WRITTEN EXERCISE =
Rewrite the lines below as a numbered list, leaving out any blank lines.

EXERCISE MATERIAL =
__________________________________________________
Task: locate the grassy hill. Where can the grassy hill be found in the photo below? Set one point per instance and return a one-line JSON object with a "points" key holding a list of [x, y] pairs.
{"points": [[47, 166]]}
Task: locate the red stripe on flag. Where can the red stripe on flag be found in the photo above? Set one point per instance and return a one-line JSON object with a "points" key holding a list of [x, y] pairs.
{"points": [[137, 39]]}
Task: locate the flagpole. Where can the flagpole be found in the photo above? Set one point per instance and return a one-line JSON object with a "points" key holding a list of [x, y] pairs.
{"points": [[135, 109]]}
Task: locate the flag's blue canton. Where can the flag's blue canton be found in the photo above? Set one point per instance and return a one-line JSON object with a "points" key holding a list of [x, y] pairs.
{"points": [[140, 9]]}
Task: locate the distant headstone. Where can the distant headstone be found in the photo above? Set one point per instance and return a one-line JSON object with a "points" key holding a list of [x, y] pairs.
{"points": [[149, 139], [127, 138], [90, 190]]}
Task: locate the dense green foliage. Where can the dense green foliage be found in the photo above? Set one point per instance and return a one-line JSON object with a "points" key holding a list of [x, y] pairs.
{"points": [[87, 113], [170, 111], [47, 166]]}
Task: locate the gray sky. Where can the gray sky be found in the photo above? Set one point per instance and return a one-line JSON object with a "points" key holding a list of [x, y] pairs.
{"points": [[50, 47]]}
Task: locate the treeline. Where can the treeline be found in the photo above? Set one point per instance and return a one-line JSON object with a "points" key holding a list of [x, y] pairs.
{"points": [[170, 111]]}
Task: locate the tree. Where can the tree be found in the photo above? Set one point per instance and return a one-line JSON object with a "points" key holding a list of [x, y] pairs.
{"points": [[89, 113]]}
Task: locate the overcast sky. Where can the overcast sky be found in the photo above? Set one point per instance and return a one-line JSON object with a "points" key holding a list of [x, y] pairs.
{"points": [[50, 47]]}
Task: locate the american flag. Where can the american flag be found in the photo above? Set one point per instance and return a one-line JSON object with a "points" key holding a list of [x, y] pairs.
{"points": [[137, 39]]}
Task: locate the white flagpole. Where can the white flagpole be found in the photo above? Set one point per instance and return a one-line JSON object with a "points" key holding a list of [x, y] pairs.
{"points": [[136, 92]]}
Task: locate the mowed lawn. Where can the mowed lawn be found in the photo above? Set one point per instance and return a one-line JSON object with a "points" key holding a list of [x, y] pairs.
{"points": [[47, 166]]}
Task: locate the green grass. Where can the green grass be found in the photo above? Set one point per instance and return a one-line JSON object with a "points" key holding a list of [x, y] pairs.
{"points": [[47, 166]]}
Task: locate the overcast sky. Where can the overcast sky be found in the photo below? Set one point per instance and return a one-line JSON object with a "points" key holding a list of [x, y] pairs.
__________________________________________________
TASK SOLUTION =
1. Task: locate the grassy hill. Where can the grassy hill be found in the photo below? Set one point per instance and return a one-line JSON object with a "points" key holding a list of [x, y] pairs.
2. {"points": [[47, 166]]}
3. Task: locate the red stripe on flag. Where can the red stripe on flag be found in the photo above? Set one point per instance and return a one-line JSON object with a "points" key holding a list of [x, y] pairs.
4. {"points": [[137, 39]]}
5. Task: locate the flagpole. Where can the flagpole be found in the photo above? Set one point per instance and return a one-line JSON object with a "points" key holding a list of [x, y] pairs.
6. {"points": [[135, 109]]}
7. Task: locate the flag's blue canton. Where can the flag's blue canton be found in the photo above? Set one point per instance and return a one-line JSON object with a "points" key holding a list of [x, y] pairs.
8. {"points": [[140, 9]]}
9. Task: locate the distant headstone. Where can the distant headstone be found in the photo above? Set one point per instance and return a one-line JSON object with a "points" key holding a list of [x, y] pairs.
10. {"points": [[149, 139], [127, 138], [90, 190]]}
11. Task: locate the dense green foliage. Where can the dense green foliage be found in the photo above? Set one point per instance and return a one-line JSON object with a "points" key holding a list of [x, y] pairs.
12. {"points": [[87, 113], [170, 111], [47, 166]]}
13. Task: locate the gray sky. Where can the gray sky be found in the photo above? Set one point per instance and return a one-line JSON object with a "points" key holding a list of [x, y] pairs.
14. {"points": [[50, 47]]}
15. Task: locate the treeline. Where can the treeline be found in the photo above? Set one point per instance and return a one-line JSON object with a "points" key holding a list of [x, y] pairs.
16. {"points": [[170, 111]]}
17. Task: locate the tree. Where can the tree be found in the photo above? Set one point per instance and return a one-line JSON object with a "points" key holding a list of [x, y] pairs.
18. {"points": [[89, 113]]}
19. Task: locate the overcast sky. Where can the overcast sky be found in the photo above? Set one point per instance and return a one-line JSON object with a "points" key holding a list of [x, y] pairs.
20. {"points": [[50, 47]]}
21. Task: locate the american flag. Where can the american flag be found in the photo above? Set one point per instance and return a one-line JSON object with a "points" key holding a list of [x, y] pairs.
22. {"points": [[137, 39]]}
23. Task: locate the white flagpole. Where can the white flagpole be found in the photo above? Set one point per instance and return a one-line JSON object with a "points" key holding a list of [x, y] pairs.
24. {"points": [[136, 92]]}
25. Task: locate the mowed lawn. Where can the mowed lawn be found in the photo above? Set one point per instance and return a one-line JSON object with a "points" key holding a list of [x, y] pairs.
26. {"points": [[47, 166]]}
27. Task: locate the green grass. Where can the green grass be found in the photo above? Set one point per instance and return a one-line JSON object with a "points" key holding a list of [x, y] pairs.
28. {"points": [[47, 166]]}
29. Task: locate the overcast sky. Where can the overcast sky be found in the photo below? Set one point per instance and return a one-line JSON object with a "points" key holding a list of [x, y] pairs.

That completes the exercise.